* **Work required**: Rewrite all of the records with "rough mask" changed to "coarse mask" everywhere it appears and everything else left as it is. Leave the pictures out of your answer.
[[ The data open ]]
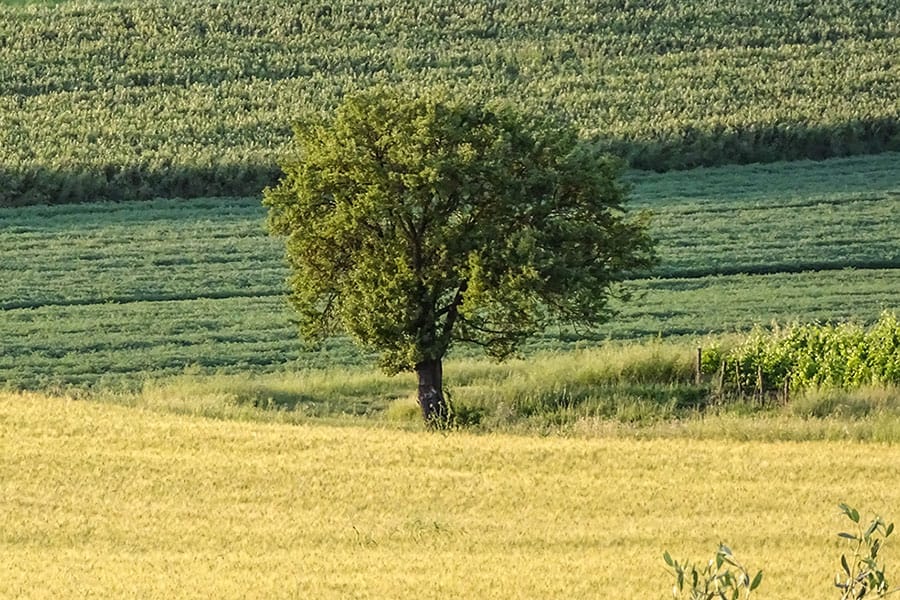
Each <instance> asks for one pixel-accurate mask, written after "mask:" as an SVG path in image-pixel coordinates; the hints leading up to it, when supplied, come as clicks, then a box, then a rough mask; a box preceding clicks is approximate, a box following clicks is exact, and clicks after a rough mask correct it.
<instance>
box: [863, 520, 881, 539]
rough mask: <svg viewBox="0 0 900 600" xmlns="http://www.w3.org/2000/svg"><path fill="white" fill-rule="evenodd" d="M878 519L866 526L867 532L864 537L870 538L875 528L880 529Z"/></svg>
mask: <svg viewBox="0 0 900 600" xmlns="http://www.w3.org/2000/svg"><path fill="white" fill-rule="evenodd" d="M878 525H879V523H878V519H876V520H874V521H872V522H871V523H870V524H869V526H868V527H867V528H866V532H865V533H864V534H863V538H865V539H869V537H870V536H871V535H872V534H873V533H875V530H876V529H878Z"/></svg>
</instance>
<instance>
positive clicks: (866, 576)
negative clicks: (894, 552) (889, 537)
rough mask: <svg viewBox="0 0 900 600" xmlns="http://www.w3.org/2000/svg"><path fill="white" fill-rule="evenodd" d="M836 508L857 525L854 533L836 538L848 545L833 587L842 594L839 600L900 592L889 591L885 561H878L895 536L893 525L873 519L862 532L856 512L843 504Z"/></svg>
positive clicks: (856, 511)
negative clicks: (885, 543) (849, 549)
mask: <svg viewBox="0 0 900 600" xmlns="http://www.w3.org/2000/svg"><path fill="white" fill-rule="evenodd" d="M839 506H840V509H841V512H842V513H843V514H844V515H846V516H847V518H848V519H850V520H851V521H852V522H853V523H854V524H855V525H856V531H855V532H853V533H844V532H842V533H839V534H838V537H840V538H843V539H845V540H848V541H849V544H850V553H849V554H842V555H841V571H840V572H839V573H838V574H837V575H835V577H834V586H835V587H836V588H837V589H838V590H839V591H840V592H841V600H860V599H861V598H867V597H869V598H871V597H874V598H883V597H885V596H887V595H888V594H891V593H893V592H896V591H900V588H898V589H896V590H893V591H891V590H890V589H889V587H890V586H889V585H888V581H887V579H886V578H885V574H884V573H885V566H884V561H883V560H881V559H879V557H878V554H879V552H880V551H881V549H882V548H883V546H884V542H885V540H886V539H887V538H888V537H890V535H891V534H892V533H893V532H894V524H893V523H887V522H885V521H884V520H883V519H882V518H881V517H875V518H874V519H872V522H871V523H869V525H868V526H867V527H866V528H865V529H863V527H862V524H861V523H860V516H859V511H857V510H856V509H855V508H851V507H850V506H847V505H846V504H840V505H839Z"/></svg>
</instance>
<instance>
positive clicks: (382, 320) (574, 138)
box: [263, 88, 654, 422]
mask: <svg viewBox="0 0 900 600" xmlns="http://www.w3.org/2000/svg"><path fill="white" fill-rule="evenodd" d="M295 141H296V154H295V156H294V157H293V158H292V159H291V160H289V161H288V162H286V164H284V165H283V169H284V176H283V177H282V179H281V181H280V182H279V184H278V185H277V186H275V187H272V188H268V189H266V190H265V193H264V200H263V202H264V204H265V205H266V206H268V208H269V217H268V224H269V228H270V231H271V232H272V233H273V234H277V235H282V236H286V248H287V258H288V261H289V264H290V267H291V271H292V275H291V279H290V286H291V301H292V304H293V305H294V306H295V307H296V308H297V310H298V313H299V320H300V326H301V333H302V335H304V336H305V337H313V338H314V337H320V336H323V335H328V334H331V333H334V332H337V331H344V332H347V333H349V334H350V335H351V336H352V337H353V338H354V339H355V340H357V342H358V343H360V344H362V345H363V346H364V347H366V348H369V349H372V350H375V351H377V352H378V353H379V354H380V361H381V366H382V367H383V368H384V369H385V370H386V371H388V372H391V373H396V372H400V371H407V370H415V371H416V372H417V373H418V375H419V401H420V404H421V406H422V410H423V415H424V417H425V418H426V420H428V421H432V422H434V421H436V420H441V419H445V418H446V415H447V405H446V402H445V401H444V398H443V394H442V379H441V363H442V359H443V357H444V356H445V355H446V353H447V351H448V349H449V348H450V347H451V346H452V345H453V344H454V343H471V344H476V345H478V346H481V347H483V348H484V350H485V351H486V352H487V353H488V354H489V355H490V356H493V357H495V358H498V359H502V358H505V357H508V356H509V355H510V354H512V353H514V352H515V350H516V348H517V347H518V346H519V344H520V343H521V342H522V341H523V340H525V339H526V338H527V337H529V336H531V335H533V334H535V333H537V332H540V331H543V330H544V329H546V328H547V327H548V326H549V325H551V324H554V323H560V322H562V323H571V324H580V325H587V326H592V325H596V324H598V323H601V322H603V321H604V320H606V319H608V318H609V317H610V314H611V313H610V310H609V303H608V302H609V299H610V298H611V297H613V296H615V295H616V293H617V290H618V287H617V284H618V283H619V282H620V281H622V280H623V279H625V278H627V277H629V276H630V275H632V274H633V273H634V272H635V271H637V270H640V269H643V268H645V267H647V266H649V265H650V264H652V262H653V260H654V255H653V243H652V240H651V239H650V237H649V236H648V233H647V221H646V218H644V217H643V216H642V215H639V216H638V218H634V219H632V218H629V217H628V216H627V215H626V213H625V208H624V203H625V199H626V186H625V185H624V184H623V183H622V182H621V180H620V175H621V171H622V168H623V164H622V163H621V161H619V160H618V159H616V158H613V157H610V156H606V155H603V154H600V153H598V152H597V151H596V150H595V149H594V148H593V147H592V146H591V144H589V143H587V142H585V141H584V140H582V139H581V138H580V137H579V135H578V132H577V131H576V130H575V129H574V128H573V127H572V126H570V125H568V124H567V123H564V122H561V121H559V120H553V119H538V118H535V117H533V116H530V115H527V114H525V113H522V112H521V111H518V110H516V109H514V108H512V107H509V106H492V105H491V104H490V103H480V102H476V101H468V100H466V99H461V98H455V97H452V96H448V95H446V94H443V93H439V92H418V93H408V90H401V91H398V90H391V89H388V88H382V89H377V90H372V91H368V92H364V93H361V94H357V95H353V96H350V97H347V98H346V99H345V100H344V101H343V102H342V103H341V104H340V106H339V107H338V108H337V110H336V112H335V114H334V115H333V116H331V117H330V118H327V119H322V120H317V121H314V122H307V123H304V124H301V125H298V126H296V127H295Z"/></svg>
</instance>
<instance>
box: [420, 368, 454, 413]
[[ The data closed ]]
* **Written answer**:
Each <instance> asks for one pixel-accurate mask, written after "mask:" as an SVG path in image-pixel coordinates; the hints leading up to it, when supplied, come as clicks, then a box, then a coarse mask; a box preceding clicks is approximate, a box following clicks is exact, and clicks after a coarse mask correct it.
<instance>
box: [863, 520, 881, 539]
coarse mask: <svg viewBox="0 0 900 600" xmlns="http://www.w3.org/2000/svg"><path fill="white" fill-rule="evenodd" d="M878 519L866 526L867 532L864 537L870 538L875 528L880 529Z"/></svg>
mask: <svg viewBox="0 0 900 600" xmlns="http://www.w3.org/2000/svg"><path fill="white" fill-rule="evenodd" d="M878 525H879V523H878V519H876V520H874V521H872V522H871V523H870V524H869V526H868V527H867V528H866V532H865V533H864V534H863V538H865V539H869V537H870V536H871V535H872V534H873V533H875V530H876V529H878Z"/></svg>
</instance>
<instance>
positive clicks: (866, 576)
negative clicks: (894, 552) (889, 537)
coarse mask: <svg viewBox="0 0 900 600" xmlns="http://www.w3.org/2000/svg"><path fill="white" fill-rule="evenodd" d="M836 508L857 525L854 533L836 538L848 545L833 587L842 594L839 600L900 592L889 591L885 561H878L895 536L893 525L873 519L862 532L856 512L843 504Z"/></svg>
positive clicks: (856, 511)
negative clicks: (885, 543) (849, 549)
mask: <svg viewBox="0 0 900 600" xmlns="http://www.w3.org/2000/svg"><path fill="white" fill-rule="evenodd" d="M839 506H840V509H841V512H842V513H843V514H844V515H846V516H847V518H848V519H850V520H851V521H852V522H853V523H854V524H855V525H856V531H855V532H853V533H844V532H842V533H839V534H838V537H840V538H843V539H845V540H848V541H849V544H850V553H849V554H842V555H841V571H840V572H839V573H838V574H837V575H835V577H834V586H835V587H836V588H837V589H838V590H839V591H840V592H841V600H860V599H861V598H867V597H869V598H871V597H874V598H883V597H885V596H887V595H888V594H891V593H893V592H896V591H900V588H898V589H896V590H893V591H891V590H890V589H889V587H890V586H889V585H888V581H887V579H886V578H885V574H884V573H885V566H884V561H883V560H881V559H879V557H878V554H879V552H880V551H881V549H882V548H883V546H884V542H885V540H886V539H887V538H888V537H890V535H891V534H892V533H893V532H894V524H893V523H887V522H885V521H884V520H883V519H882V518H881V517H875V518H874V519H872V522H871V523H869V525H868V526H867V527H866V528H865V529H863V527H862V524H861V523H860V516H859V511H857V510H856V509H855V508H851V507H850V506H847V505H846V504H840V505H839Z"/></svg>
</instance>
<instance>
positive clicks: (382, 320) (574, 138)
box: [263, 88, 654, 422]
mask: <svg viewBox="0 0 900 600" xmlns="http://www.w3.org/2000/svg"><path fill="white" fill-rule="evenodd" d="M295 141H296V154H295V156H294V157H293V158H292V159H291V160H289V161H288V162H286V164H284V165H283V169H284V176H283V177H282V179H281V181H280V182H279V184H278V185H277V186H275V187H272V188H268V189H266V190H265V193H264V200H263V202H264V204H265V205H266V206H268V208H269V217H268V224H269V228H270V231H271V232H272V233H273V234H277V235H282V236H286V248H287V258H288V261H289V264H290V267H291V271H292V275H291V279H290V286H291V301H292V304H293V305H294V306H295V307H296V308H297V310H298V313H299V320H300V326H301V333H302V335H304V336H305V337H313V338H314V337H320V336H323V335H328V334H331V333H334V332H337V331H344V332H347V333H349V334H350V335H351V336H352V337H353V338H354V339H355V340H357V342H358V343H360V344H362V345H363V346H364V347H366V348H369V349H372V350H375V351H377V352H378V353H379V354H380V361H381V366H382V367H383V368H384V369H385V370H386V371H388V372H391V373H396V372H400V371H407V370H415V371H416V372H417V373H418V375H419V401H420V404H421V406H422V410H423V415H424V417H425V418H426V420H428V421H432V422H434V421H436V420H441V419H445V418H446V415H447V405H446V402H445V401H444V398H443V394H442V379H441V363H442V359H443V357H444V356H445V355H446V353H447V351H448V349H449V348H450V347H451V346H452V345H453V344H454V343H471V344H476V345H478V346H481V347H483V348H484V350H485V351H486V352H487V353H488V354H489V355H490V356H493V357H495V358H498V359H502V358H505V357H508V356H509V355H510V354H512V353H514V352H515V350H516V348H517V347H518V346H519V344H520V343H521V342H522V341H523V340H525V339H526V338H527V337H529V336H531V335H533V334H535V333H537V332H540V331H543V330H544V329H546V328H547V327H548V326H549V325H551V324H554V323H560V322H562V323H571V324H580V325H587V326H592V325H596V324H598V323H601V322H603V321H604V320H606V319H608V318H609V317H610V314H611V313H610V310H609V303H608V302H609V299H610V298H611V297H613V296H615V295H616V293H617V290H618V287H617V284H618V283H619V282H620V281H622V280H623V279H625V278H627V277H629V276H630V275H632V274H633V273H634V272H635V271H637V270H640V269H643V268H645V267H647V266H649V265H650V264H652V262H653V260H654V255H653V243H652V240H651V239H650V237H649V236H648V233H647V221H646V218H644V217H643V216H642V215H639V216H638V218H634V219H632V218H629V217H628V216H627V215H626V213H625V208H624V203H625V199H626V186H625V185H624V184H623V183H622V182H621V180H620V175H621V171H622V168H623V164H622V163H621V161H619V160H618V159H616V158H613V157H610V156H606V155H603V154H600V153H598V152H597V151H596V150H595V149H594V148H593V147H592V146H591V144H589V143H587V142H585V141H584V140H582V139H581V138H580V137H579V135H578V132H577V131H576V130H575V129H574V128H573V127H572V126H570V125H568V124H567V123H564V122H561V121H559V120H553V119H538V118H535V117H533V116H530V115H527V114H525V113H522V112H521V111H518V110H516V109H514V108H512V107H509V106H492V105H491V104H490V103H480V102H476V101H468V100H466V99H461V98H455V97H452V96H448V95H446V94H443V93H439V92H418V93H408V90H401V91H398V90H391V89H388V88H382V89H377V90H372V91H368V92H364V93H361V94H357V95H353V96H350V97H347V98H346V99H345V100H344V101H343V102H342V103H341V104H340V106H339V107H338V108H337V110H336V112H335V114H334V115H333V116H331V117H330V118H327V119H322V120H317V121H314V122H307V123H304V124H301V125H298V126H296V127H295Z"/></svg>
</instance>
<instance>
box: [420, 368, 454, 413]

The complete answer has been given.